EXERCISE DETAILS -
Write out each line of the entries exactly, starting at the first and finishing with the line that contains "like [989, 275].".

Stored items:
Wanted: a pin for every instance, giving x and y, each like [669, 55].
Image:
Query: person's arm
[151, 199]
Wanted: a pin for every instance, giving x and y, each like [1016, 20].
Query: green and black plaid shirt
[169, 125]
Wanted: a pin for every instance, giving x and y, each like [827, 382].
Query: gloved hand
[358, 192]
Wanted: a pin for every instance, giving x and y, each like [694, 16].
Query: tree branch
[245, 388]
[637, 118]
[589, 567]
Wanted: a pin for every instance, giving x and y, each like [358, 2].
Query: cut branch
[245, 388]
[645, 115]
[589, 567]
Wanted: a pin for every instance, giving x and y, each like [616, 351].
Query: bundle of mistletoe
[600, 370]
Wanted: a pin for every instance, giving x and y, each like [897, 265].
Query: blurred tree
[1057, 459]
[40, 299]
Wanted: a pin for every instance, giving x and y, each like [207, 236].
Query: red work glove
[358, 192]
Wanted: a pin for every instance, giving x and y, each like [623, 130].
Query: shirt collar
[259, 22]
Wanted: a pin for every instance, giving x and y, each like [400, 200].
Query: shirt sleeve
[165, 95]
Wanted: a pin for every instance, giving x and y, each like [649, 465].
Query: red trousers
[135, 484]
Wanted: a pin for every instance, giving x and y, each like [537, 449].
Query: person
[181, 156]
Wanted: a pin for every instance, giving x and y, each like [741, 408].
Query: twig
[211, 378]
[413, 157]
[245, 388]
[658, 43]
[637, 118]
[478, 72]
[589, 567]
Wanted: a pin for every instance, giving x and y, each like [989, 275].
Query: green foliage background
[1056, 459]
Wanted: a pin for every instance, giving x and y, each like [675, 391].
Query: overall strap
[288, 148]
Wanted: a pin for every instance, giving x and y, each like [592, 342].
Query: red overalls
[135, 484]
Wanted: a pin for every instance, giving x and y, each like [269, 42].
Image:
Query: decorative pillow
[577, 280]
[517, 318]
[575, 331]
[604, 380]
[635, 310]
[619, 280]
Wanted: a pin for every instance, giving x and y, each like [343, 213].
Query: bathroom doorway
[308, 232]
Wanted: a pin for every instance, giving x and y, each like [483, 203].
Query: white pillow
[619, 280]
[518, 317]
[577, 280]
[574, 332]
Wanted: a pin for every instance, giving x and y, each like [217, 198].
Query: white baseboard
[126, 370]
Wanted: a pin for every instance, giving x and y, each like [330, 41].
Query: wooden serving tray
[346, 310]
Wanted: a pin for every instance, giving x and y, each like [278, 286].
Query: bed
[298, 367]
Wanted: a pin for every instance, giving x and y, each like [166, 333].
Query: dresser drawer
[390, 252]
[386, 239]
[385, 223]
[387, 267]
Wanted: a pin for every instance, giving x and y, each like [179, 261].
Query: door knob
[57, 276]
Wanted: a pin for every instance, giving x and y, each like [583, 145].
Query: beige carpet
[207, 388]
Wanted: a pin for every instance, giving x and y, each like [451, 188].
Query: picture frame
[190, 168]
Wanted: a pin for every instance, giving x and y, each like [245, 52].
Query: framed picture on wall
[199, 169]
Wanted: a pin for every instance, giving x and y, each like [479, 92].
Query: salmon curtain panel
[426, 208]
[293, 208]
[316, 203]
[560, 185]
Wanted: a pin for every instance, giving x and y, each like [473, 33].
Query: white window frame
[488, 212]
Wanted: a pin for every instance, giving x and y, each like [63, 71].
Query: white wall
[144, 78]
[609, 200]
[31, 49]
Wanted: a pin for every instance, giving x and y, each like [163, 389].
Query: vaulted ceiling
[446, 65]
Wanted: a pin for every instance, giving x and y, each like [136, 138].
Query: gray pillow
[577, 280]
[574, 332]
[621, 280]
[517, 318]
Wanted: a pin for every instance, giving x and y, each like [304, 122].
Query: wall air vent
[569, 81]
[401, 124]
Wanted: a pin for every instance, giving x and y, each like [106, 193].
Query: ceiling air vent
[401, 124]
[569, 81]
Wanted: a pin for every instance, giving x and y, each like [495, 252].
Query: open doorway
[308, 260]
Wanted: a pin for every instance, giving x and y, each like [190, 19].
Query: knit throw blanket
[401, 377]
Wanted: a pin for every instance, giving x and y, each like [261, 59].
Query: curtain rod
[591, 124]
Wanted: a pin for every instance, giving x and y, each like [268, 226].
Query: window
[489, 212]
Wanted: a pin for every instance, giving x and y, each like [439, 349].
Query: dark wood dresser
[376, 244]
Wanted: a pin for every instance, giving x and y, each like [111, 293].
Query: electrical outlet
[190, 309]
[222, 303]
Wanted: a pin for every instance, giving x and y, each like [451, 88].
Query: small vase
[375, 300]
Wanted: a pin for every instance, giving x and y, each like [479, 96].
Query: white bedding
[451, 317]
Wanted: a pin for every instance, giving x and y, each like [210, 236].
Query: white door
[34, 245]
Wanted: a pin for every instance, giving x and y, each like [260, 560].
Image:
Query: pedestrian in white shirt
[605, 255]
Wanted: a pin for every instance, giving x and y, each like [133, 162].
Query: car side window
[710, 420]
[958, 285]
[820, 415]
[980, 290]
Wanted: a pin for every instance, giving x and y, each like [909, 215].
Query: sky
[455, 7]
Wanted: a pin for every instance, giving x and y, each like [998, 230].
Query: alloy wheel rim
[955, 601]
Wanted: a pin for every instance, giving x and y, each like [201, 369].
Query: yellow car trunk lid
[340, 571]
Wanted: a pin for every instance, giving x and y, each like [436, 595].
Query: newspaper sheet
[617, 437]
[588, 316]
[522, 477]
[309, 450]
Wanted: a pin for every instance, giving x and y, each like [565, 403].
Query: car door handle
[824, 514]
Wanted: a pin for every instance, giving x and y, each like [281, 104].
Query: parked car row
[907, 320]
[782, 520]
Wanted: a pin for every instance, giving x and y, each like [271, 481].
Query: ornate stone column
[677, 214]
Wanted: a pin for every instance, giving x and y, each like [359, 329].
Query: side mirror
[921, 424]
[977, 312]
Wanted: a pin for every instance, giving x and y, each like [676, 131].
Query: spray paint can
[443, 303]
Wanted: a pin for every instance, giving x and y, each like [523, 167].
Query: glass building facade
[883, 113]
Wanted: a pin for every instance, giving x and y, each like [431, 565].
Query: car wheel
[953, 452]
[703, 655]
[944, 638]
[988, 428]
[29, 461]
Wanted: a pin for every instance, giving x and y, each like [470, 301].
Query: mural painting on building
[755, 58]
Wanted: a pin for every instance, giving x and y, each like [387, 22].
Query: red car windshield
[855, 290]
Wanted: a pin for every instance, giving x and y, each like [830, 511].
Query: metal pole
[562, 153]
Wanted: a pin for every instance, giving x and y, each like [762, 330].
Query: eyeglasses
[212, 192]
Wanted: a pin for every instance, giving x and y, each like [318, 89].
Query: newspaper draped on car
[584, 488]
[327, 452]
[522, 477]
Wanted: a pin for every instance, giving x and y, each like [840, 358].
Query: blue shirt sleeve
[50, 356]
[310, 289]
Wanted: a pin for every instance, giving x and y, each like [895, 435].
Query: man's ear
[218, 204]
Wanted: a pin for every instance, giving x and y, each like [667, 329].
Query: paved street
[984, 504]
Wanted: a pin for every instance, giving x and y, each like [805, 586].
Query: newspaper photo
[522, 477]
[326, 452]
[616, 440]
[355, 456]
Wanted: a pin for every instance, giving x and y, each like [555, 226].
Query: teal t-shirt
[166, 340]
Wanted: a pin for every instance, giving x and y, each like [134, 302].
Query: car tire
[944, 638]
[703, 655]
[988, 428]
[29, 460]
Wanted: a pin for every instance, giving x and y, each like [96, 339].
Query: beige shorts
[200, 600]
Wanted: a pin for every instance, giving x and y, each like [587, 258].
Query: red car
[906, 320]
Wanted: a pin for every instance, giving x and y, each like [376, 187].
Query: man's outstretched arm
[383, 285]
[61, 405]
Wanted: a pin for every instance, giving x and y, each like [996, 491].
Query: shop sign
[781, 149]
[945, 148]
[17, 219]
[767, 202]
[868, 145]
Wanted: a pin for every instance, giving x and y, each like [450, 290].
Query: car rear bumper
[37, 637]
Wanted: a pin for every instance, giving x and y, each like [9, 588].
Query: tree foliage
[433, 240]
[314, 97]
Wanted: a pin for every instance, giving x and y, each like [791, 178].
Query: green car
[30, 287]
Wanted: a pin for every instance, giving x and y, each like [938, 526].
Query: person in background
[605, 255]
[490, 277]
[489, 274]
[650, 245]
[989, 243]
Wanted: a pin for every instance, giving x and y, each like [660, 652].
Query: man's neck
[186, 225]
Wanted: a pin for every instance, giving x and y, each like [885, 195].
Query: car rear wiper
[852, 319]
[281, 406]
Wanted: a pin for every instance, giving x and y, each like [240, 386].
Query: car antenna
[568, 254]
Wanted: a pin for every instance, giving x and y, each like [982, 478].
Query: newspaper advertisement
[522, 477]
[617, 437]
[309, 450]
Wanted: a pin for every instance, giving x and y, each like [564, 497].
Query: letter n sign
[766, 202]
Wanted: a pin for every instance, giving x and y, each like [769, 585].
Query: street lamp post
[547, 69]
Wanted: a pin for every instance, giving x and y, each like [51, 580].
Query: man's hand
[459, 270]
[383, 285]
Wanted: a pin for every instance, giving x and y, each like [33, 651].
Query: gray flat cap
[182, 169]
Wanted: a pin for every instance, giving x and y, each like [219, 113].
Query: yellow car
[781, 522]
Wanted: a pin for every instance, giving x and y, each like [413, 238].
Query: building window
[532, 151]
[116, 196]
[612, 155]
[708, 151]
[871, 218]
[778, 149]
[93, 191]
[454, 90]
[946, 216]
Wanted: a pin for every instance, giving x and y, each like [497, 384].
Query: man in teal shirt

RESPONSE TO THIS EXERCISE -
Wanted: a pin for every instance, giving x and y, each like [669, 55].
Image:
Query: person's arm
[151, 199]
Wanted: a pin for every instance, giving x and y, each like [1016, 20].
Query: green and black plaid shirt
[169, 125]
Wanted: a pin for every instance, giving x and y, each like [827, 382].
Query: gloved hand
[358, 192]
Wanted: a pin for every instance, giving x and y, each like [694, 16].
Query: tree branch
[245, 388]
[637, 118]
[589, 567]
Wanted: a pin for every instance, giving x and y, each like [358, 2].
Query: cut branch
[245, 388]
[645, 115]
[589, 567]
Wanted: a pin for every instance, giving x and y, each like [616, 351].
Query: bundle of mistletoe
[600, 370]
Wanted: a pin for every instance, giving x and y, each like [897, 265].
Query: blurred tree
[1057, 459]
[40, 299]
Wanted: a pin for every instance, giving x and y, each like [207, 236].
Query: red work glove
[358, 192]
Wanted: a pin for every instance, giving x and y, each like [623, 130].
Query: shirt collar
[259, 22]
Wanted: a pin for every instance, giving x and y, each like [400, 200].
Query: shirt sleeve
[165, 95]
Wanted: a pin for every instance, giving x and y, each like [649, 465].
Query: red trousers
[135, 484]
Wanted: a pin for every instance, giving x and y, each like [537, 449].
Query: person
[181, 156]
Wanted: a pin for every instance, giving x and y, each like [741, 408].
Query: twig
[211, 378]
[413, 157]
[245, 388]
[658, 43]
[637, 118]
[478, 72]
[589, 567]
Wanted: a pin for every instance, giving x and y, each like [989, 275].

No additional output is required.